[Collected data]
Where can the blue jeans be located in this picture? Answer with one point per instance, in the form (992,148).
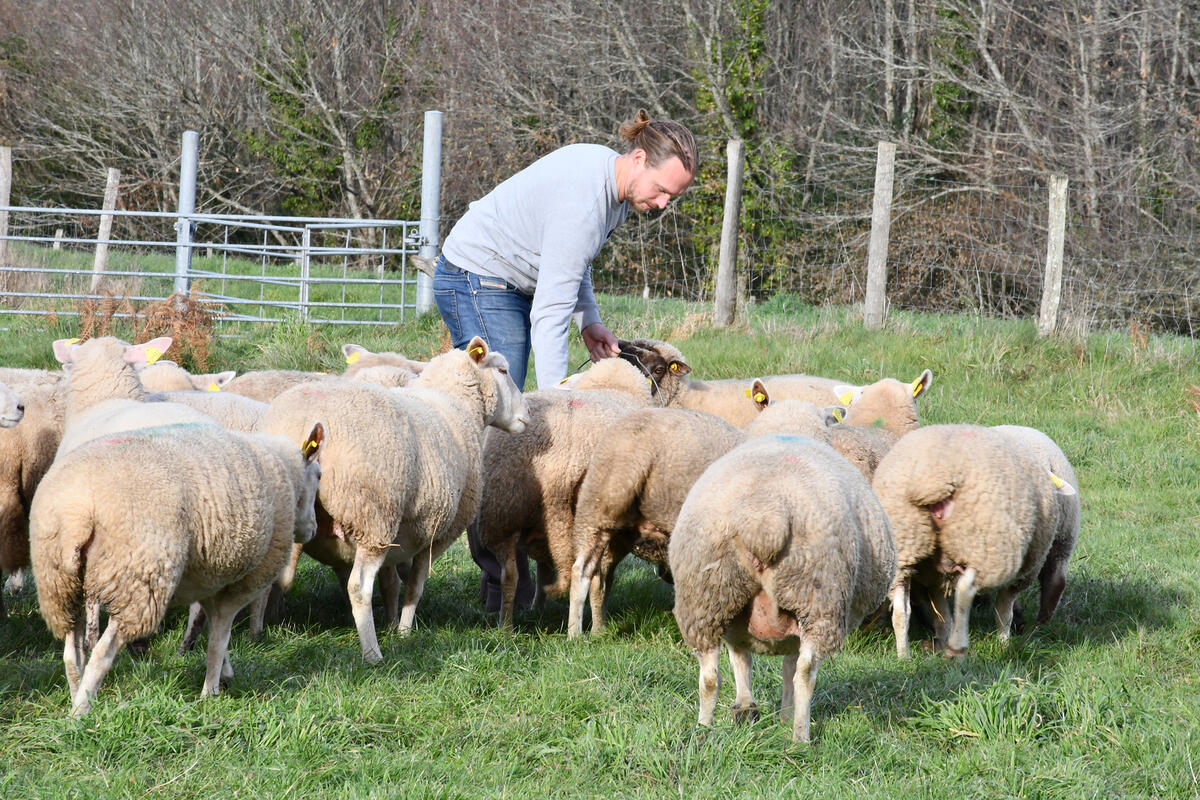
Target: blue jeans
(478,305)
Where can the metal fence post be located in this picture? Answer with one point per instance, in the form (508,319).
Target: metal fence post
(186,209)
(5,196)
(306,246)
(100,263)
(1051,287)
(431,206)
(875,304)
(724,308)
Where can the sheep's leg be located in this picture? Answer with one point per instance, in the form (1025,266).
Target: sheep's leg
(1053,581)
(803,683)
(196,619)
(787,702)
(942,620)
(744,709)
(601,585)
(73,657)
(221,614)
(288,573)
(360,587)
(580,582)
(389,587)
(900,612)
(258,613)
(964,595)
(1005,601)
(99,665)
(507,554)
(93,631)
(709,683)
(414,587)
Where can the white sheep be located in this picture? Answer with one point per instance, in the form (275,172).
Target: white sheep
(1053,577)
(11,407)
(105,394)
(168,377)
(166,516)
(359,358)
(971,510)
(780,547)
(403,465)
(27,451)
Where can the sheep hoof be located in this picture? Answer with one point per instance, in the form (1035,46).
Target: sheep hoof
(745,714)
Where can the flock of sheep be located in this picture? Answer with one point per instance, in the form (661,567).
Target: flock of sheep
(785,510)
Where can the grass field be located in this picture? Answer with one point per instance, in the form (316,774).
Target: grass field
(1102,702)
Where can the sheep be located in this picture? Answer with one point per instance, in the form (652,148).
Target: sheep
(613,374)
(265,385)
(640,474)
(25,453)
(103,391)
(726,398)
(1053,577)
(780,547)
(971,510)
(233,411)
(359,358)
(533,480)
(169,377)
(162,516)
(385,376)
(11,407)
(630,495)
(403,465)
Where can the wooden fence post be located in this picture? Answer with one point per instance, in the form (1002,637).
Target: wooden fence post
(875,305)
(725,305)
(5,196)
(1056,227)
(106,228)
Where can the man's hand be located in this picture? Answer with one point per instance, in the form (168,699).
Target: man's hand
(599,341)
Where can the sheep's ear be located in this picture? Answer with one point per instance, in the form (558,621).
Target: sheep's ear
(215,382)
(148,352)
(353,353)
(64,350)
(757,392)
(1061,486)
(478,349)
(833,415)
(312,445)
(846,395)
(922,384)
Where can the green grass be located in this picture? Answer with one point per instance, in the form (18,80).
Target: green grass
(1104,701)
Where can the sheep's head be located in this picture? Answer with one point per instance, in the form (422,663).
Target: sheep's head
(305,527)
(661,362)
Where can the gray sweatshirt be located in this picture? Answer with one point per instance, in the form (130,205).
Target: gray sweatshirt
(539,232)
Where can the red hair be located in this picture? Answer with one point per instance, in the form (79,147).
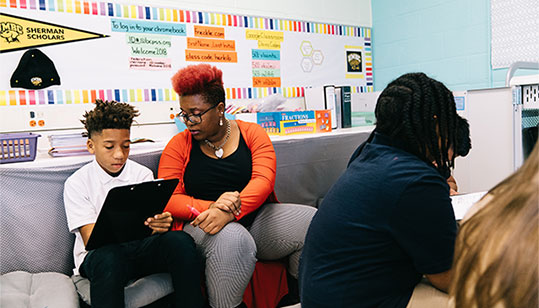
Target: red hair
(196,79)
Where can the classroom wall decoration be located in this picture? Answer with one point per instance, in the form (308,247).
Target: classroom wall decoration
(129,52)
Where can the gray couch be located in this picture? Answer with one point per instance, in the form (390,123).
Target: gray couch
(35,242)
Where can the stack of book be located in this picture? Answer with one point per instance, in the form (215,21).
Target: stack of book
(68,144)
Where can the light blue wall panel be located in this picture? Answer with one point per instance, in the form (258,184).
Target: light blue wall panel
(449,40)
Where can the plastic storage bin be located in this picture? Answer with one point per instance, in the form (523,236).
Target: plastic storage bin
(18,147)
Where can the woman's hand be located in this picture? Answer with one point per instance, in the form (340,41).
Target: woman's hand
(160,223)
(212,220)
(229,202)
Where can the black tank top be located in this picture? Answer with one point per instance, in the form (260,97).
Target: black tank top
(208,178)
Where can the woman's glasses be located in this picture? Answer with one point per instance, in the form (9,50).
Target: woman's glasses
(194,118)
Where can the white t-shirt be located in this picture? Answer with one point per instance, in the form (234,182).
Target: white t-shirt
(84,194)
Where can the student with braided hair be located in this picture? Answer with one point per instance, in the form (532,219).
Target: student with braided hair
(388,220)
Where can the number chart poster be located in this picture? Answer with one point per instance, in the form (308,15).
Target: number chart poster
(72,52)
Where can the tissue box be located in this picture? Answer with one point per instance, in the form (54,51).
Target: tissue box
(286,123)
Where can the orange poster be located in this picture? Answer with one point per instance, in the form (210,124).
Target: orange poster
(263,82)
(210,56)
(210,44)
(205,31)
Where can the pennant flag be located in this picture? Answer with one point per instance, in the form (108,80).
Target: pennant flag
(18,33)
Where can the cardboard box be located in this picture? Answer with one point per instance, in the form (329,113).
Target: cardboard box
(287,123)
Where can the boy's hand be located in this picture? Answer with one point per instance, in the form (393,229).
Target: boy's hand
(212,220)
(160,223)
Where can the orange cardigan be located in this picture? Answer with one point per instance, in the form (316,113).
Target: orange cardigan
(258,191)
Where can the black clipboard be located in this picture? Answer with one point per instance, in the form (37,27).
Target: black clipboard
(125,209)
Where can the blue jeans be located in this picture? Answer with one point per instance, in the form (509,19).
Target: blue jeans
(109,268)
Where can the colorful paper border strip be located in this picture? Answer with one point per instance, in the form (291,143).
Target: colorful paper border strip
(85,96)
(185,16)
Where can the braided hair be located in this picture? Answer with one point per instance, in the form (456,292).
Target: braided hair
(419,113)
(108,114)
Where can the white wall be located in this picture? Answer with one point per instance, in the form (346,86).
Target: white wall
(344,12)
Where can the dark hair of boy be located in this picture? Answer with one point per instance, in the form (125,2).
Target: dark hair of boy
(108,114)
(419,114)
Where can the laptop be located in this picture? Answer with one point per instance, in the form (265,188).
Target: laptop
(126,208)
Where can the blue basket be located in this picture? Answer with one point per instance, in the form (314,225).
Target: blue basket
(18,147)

◆ **Requirement**
Reproduce every line from the one containing "Where can the orange cardigan" through the end of the records, multiplying each point coordinate in the answers by 2.1 and rounding to the nearest whole number, with halves rounded up. Keep the requests, including their sample formats, unchanged.

◆ **Task solution**
Where can the orange cardigan be located in this picture? Answer with one point per instance, in the form (316,113).
Target: orange cardigan
(542,401)
Where can the black clipboard be located in this picture? Answer with one point per instance, in the form (37,27).
Target: black clipboard
(263,439)
Where can the blue jeans be located in this picture? Answer with one point per instance, in the form (509,19).
Target: blue jeans
(229,563)
Where can the colorful paper border strip be located in this picture? Answer with one point per instance, in the form (291,143).
Target: colorful paper border strip
(179,202)
(389,34)
Where can the braided hair be located in this picture? Answer with one point per instance, in the form (456,292).
Target: braided hair
(880,237)
(227,239)
Where can the white wall be located in this picture? Answer with one point per instance, in the form (346,86).
Target: white wall
(722,25)
Where can the dark hair of boy be located in this picture? Answer with one point per instance, in the form (125,2).
Target: dark hair of boy
(227,239)
(880,239)
Where can the laptop be located in this picture? Answer with one point per instance, in the form (265,188).
Target: laptop
(265,437)
Where can the blue basket be located in this picture? Answer with one point per instance, in the form (314,225).
Target: blue basket
(38,309)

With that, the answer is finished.